**Task requirements:** Check every line below, and copy those that include "positive".

**Extracted data:**
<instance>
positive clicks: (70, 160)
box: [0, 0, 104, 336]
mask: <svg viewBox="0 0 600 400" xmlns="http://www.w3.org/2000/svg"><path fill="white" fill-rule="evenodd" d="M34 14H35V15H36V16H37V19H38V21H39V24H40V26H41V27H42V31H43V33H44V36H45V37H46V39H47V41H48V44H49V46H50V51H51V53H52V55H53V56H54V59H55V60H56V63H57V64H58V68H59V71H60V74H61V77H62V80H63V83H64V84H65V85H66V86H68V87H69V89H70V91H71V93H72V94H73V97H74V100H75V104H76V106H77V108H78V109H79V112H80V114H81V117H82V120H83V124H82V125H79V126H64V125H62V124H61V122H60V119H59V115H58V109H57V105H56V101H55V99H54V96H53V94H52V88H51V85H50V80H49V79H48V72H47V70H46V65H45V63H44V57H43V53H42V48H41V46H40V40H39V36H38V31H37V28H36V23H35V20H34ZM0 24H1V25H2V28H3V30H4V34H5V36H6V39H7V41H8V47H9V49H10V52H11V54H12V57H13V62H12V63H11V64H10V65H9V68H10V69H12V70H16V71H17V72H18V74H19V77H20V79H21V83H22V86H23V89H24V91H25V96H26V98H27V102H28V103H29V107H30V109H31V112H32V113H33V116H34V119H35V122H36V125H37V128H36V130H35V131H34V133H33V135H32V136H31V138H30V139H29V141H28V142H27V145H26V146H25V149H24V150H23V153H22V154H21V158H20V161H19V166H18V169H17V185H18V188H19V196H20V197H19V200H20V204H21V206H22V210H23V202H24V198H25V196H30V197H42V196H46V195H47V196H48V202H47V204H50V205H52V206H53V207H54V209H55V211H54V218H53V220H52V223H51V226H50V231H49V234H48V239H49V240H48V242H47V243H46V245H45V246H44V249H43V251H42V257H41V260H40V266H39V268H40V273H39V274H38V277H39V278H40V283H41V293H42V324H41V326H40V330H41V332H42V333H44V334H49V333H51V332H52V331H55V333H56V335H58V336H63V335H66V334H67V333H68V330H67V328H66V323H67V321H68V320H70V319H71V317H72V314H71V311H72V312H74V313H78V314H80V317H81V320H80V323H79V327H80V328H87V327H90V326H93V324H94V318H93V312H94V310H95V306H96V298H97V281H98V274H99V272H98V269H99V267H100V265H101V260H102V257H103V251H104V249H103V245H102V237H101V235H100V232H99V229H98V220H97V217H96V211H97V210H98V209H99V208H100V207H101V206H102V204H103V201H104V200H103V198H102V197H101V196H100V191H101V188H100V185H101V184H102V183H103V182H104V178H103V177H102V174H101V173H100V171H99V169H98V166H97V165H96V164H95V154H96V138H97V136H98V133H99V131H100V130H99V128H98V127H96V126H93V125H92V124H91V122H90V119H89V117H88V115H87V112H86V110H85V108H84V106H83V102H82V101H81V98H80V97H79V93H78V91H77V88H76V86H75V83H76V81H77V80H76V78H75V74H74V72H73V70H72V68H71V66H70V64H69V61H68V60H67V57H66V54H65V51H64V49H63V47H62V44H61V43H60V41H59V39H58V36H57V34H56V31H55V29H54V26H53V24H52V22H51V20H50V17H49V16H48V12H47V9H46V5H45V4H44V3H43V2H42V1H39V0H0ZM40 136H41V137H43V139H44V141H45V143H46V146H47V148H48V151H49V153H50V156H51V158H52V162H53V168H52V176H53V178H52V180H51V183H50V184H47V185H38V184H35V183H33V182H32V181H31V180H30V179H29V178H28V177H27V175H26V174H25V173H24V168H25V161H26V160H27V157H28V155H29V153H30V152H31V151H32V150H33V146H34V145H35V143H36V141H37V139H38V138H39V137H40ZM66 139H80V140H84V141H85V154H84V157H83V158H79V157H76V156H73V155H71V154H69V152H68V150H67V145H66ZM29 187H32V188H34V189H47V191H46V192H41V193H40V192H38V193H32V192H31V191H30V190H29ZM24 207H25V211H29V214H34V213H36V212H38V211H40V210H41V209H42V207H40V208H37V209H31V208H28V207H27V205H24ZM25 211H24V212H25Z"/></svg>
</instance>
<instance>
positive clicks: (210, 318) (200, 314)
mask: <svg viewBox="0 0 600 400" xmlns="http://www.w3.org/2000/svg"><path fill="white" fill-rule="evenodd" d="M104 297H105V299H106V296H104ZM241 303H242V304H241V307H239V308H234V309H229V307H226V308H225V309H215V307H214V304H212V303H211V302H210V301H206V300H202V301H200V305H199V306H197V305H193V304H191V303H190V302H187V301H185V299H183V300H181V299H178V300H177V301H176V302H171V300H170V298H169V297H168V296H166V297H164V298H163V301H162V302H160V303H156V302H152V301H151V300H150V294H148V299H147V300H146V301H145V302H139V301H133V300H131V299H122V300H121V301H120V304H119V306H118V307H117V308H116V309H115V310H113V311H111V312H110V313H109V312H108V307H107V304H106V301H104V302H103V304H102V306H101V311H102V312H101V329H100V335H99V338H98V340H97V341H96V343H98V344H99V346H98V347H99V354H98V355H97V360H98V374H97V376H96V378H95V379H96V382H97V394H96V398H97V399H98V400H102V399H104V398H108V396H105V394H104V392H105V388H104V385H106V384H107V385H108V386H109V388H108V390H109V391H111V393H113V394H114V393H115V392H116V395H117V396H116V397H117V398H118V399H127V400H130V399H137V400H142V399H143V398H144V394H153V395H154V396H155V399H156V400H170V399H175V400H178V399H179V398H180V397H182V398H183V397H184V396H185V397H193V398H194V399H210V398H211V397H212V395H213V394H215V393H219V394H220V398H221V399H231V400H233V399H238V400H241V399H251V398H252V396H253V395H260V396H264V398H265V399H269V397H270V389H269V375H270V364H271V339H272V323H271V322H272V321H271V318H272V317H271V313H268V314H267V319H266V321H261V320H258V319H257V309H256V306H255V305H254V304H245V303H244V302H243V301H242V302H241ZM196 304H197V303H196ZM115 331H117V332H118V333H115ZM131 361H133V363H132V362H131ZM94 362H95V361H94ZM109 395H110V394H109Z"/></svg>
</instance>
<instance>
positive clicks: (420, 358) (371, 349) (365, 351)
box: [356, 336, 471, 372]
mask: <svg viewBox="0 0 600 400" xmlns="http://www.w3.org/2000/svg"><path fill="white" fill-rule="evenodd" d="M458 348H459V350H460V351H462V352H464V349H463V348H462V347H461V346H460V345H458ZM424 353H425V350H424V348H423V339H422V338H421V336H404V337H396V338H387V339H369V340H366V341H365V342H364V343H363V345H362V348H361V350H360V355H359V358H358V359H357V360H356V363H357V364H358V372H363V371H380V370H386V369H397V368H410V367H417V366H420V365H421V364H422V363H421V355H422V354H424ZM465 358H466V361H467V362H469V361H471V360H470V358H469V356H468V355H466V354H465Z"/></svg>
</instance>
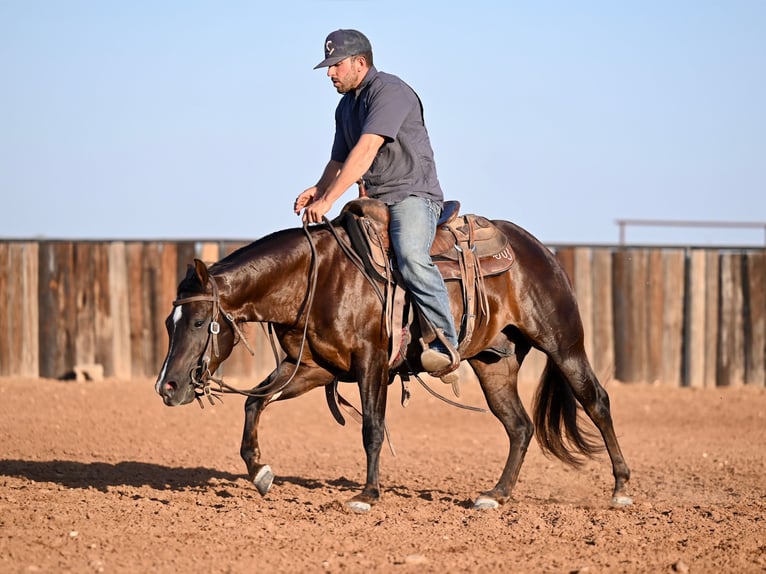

**Solution for this task:**
positive clicks: (70, 160)
positive clicks: (210, 318) (200, 314)
positive clicks: (420, 358) (371, 349) (365, 351)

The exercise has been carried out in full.